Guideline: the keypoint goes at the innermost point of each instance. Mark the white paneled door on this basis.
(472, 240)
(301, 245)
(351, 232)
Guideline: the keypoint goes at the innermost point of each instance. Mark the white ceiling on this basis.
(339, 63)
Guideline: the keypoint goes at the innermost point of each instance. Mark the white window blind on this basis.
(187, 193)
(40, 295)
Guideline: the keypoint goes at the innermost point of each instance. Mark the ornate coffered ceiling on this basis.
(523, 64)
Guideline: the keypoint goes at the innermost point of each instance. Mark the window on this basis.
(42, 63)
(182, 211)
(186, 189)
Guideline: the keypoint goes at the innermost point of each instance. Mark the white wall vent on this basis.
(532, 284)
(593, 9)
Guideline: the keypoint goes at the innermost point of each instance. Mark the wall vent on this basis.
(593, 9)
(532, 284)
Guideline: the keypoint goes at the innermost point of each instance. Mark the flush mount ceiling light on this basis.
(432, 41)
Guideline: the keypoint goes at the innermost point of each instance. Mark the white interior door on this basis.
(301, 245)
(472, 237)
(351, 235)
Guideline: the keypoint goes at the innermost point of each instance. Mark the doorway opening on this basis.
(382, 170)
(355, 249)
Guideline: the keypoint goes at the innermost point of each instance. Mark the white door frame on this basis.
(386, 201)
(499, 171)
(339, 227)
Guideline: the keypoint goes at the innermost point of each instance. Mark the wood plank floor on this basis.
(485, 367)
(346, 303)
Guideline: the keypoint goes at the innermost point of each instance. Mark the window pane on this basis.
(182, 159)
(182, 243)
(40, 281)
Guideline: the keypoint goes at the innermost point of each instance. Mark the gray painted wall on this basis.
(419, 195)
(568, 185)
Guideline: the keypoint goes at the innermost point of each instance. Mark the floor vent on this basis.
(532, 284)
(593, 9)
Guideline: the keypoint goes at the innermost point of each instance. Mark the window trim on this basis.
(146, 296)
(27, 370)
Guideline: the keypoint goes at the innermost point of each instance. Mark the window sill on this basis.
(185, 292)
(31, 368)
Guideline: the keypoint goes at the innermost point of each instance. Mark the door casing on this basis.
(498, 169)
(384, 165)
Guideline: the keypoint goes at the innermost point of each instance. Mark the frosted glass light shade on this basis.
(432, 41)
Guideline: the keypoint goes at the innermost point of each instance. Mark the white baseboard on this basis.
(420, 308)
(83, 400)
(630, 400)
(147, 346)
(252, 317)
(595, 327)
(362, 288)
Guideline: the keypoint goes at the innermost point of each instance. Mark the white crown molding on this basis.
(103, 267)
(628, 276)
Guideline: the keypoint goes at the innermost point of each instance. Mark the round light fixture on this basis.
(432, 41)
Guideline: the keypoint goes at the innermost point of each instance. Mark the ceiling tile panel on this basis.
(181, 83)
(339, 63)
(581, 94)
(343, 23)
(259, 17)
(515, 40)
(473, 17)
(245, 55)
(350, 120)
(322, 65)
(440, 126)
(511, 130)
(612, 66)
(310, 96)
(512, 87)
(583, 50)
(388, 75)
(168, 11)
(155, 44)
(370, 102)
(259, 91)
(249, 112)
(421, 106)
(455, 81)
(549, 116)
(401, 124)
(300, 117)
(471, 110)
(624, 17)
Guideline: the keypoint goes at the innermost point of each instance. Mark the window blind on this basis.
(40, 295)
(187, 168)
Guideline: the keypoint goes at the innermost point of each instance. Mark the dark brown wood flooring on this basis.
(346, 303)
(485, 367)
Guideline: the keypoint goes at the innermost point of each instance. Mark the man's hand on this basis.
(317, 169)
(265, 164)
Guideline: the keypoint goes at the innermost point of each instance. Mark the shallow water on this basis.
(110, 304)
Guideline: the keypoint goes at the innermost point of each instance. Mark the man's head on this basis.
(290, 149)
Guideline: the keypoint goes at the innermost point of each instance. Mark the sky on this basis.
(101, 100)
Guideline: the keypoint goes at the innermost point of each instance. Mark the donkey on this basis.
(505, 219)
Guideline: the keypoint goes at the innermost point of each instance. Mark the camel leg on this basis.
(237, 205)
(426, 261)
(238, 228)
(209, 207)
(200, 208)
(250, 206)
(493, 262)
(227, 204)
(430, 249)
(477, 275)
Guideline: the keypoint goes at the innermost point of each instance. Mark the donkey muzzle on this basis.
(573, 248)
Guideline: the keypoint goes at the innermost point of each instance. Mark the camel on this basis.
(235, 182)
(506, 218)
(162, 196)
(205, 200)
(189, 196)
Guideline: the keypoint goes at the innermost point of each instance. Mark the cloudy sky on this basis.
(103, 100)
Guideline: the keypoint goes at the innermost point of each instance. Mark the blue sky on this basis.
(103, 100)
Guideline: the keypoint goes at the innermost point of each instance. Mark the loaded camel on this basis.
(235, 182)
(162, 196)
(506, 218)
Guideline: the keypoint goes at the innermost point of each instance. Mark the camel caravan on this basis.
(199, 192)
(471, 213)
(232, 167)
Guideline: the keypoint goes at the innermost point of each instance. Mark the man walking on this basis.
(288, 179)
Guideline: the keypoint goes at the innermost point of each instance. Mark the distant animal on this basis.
^^^^
Reproduce the listing above precisely.

● **Exercise output**
Guideline: the keypoint goes at the innermost point of each instance. Mark the white paneled door on this basis.
(472, 240)
(301, 245)
(351, 232)
Guideline: the keypoint goes at the innermost point of each instance. Mark the white ceiling on this basis.
(339, 63)
Guideline: the keypoint goes at the innermost point of each instance. Mark the white window blind on this basis.
(187, 193)
(40, 295)
Guideline: the keypoint goes at the innermost point of each instance. Mark the ornate coffered ceiling on this basis.
(523, 64)
Guideline: the keypoint goes at the innermost point of each instance. Mark the window on this basis.
(42, 63)
(182, 211)
(186, 189)
Guideline: the keypoint goes at the innermost point of each instance. Mark the white wall vent on this basis.
(532, 284)
(593, 9)
Guideline: the keypoint goes at the innermost point of each instance. Mark the wall vent on this basis.
(593, 9)
(532, 284)
Guideline: the keypoint goes at the innermost point of each instance. Mark the flush mount ceiling light on this basis.
(432, 41)
Guideline: the keypoint goes at the innermost point of each instance. Mark the white interior door on this basis.
(301, 245)
(472, 237)
(351, 235)
Guideline: the keypoint goes at the innermost point of each instance. Mark the doorway opening on this basis.
(382, 170)
(355, 249)
Guideline: the keypoint goes at the innermost point of each instance. Mark the white door frame on this basis.
(386, 201)
(499, 171)
(339, 227)
Guideline: the keypoint goes at the innermost point of each instance. Mark the wood plank floor on this basis.
(485, 367)
(346, 303)
Guideline: the keypoint goes at the innermost point of each instance. Mark the window pane on this basis.
(182, 159)
(182, 243)
(40, 281)
Guideline: the keypoint goes at the innermost point of each instance. Mark the gray painted wall on this basis.
(419, 195)
(568, 185)
Guideline: the keypoint goes at the innermost point of each instance. Mark the floor vent on this basis.
(532, 284)
(593, 9)
Guideline: the keypoint goes at the innermost point of each instance. Mark the window trim on this basis.
(146, 296)
(27, 370)
Guideline: the keypoint goes at the innermost point of each instance. Mark the window sill on this basis.
(185, 292)
(31, 368)
Guideline: the keypoint goes at the innermost point of each instance. Mark the door casing on this basis.
(498, 169)
(384, 165)
Guideline: the keypoint goes at the innermost point of each instance. Mark the frosted glass light shade on this basis.
(432, 41)
Guideline: the keypoint goes at the innermost point of each instance. Mark the white baseboard on this basis.
(420, 308)
(83, 400)
(630, 400)
(147, 346)
(252, 317)
(595, 327)
(362, 288)
Guideline: the keypoint goes at the innermost point of each instance. Mark the white crown molding on this basis.
(103, 267)
(628, 276)
Guideline: the keypoint goes at the innermost point of each instance. Mark the round light fixture on this basis.
(432, 41)
Guideline: the keypoint goes at the innermost point of each instance. Mark the ceiling tile panel on this basis.
(181, 83)
(339, 63)
(581, 94)
(343, 23)
(259, 17)
(515, 40)
(473, 17)
(245, 55)
(350, 120)
(322, 65)
(440, 126)
(511, 130)
(612, 66)
(310, 96)
(512, 87)
(583, 50)
(388, 75)
(168, 11)
(155, 44)
(370, 102)
(259, 91)
(249, 112)
(421, 106)
(455, 81)
(549, 116)
(401, 124)
(300, 117)
(471, 110)
(624, 17)
Guideline: the keypoint goes at the innermost point of each instance. Mark the window blind on this basis.
(40, 295)
(187, 168)
Guideline: the keypoint goes at the innermost point of each instance. Mark the dark brown wood flooring on this basis.
(346, 303)
(485, 367)
Guideline: the keypoint goes at the innermost point of each instance. Mark the man's hand on this basis.
(317, 169)
(265, 164)
Guideline: the keypoint goes at the innermost point of each instance. Mark the shallow water on this basis.
(110, 304)
Guideline: the keypoint goes at the innermost point of each instance. Mark the man's head on this basis.
(290, 149)
Guideline: the keypoint goes at the innermost point of each instance. Mark the sky on this basis.
(101, 100)
Guideline: the keypoint goes at the innermost point of each instance. Mark the donkey on this basis.
(505, 219)
Guideline: the keypoint goes at the innermost point of each instance. Mark the camel leg on this basis.
(237, 205)
(426, 261)
(238, 228)
(209, 207)
(200, 208)
(250, 206)
(493, 262)
(227, 204)
(430, 249)
(477, 275)
Guideline: the keypoint goes at the innermost point of each instance. Mark the donkey muzzle on this basis.
(573, 248)
Guideline: the keypoint goes at the innermost point of each instance. Mark the camel on this basis.
(235, 182)
(506, 218)
(162, 196)
(205, 200)
(189, 196)
Guideline: the keypoint goes at the innermost point of each instance. Mark the cloudy sky on this basis.
(103, 100)
Guideline: the keypoint goes at the innermost point of each instance. Mark the blue sky on this basis.
(103, 100)
Guideline: the keypoint goes at the innermost point of each instance. Mark the loaded camel on this basis.
(235, 182)
(162, 196)
(506, 218)
Guideline: the keypoint goes at the innermost point of each instance. Mark the camel caravan on this basis.
(199, 192)
(471, 213)
(232, 167)
Guideline: the keypoint goes at the innermost point of each instance. Mark the man walking on this basis.
(288, 179)
Guideline: the keypoint goes at the innermost point of each instance. Mark the distant animal on this basis.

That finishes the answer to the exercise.